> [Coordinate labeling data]
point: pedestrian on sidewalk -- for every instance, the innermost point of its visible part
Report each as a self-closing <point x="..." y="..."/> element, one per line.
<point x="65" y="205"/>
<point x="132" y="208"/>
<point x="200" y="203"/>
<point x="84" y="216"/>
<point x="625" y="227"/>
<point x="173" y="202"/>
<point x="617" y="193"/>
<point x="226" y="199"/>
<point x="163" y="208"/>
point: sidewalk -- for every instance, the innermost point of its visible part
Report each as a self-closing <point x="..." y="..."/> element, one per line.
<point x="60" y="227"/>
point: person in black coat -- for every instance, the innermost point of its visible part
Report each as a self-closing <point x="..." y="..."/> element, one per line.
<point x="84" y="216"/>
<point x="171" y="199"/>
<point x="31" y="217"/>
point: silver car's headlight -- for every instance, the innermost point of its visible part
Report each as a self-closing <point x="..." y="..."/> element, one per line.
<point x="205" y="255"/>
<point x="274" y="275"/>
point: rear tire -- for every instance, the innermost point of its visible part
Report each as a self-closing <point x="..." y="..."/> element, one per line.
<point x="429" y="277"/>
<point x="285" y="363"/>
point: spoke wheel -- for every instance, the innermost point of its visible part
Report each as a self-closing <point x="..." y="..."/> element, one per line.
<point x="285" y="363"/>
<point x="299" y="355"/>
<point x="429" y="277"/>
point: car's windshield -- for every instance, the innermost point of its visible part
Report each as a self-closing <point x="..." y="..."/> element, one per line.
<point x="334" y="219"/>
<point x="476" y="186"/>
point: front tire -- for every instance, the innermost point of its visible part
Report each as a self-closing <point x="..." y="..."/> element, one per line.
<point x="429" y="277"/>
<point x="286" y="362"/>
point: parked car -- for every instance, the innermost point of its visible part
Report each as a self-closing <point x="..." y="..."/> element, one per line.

> [TASK] Can you put all of the lines above into a JSON list of strings, with one string per line and any blank lines left out?

> [RESULT]
[
  "point: pedestrian on sidewalk -- for every instance, the innermost point of its visible part",
  "Report each as a self-closing <point x=\"...\" y=\"...\"/> element, one per line.",
  "<point x=\"65\" y=\"205\"/>",
  "<point x=\"132\" y=\"208\"/>",
  "<point x=\"200\" y=\"203\"/>",
  "<point x=\"84\" y=\"216\"/>",
  "<point x=\"625\" y=\"227\"/>",
  "<point x=\"173\" y=\"202\"/>",
  "<point x=\"617\" y=\"193\"/>",
  "<point x=\"226\" y=\"199\"/>",
  "<point x=\"163\" y=\"208\"/>",
  "point: sidewalk -- for every instance, the innermost point of its visible part",
  "Report each as a self-closing <point x=\"...\" y=\"...\"/> element, one per line.",
  "<point x=\"60\" y=\"227\"/>",
  "point: person in black coat -- for every instance, the innermost point of its visible part",
  "Report each as a self-closing <point x=\"...\" y=\"...\"/> element, one per line.",
  "<point x=\"84\" y=\"216\"/>",
  "<point x=\"171\" y=\"199\"/>",
  "<point x=\"31\" y=\"217\"/>",
  "point: silver car's headlight -- for every instance, the innermost point of its visible part",
  "Report each as a self-closing <point x=\"...\" y=\"...\"/> element, one per line.",
  "<point x=\"205\" y=\"255\"/>",
  "<point x=\"274\" y=\"275\"/>",
  "point: rear tire -- for every instance, the innermost point of its visible part",
  "Report each as a self-closing <point x=\"...\" y=\"...\"/> element, one per line.",
  "<point x=\"429\" y=\"277\"/>",
  "<point x=\"285\" y=\"363\"/>",
  "point: spoke wheel -- for every instance, the innermost point of its visible part",
  "Report each as a self-closing <point x=\"...\" y=\"...\"/> element, one per line.",
  "<point x=\"285\" y=\"363\"/>",
  "<point x=\"299\" y=\"355\"/>",
  "<point x=\"429\" y=\"277\"/>",
  "point: car's windshield -- for every instance, the innermost point of its visible part",
  "Report each as a self-closing <point x=\"...\" y=\"...\"/> element, one per line.",
  "<point x=\"334\" y=\"219\"/>",
  "<point x=\"476\" y=\"186\"/>",
  "point: front tire -- for every instance, the innermost point of its visible part",
  "Report each as a self-closing <point x=\"...\" y=\"...\"/> element, one per line.",
  "<point x=\"429\" y=\"277\"/>",
  "<point x=\"286\" y=\"362\"/>",
  "point: parked car -- for every instance, the innermost point of its visible part",
  "Report each as a self-closing <point x=\"...\" y=\"...\"/> element, one per line."
]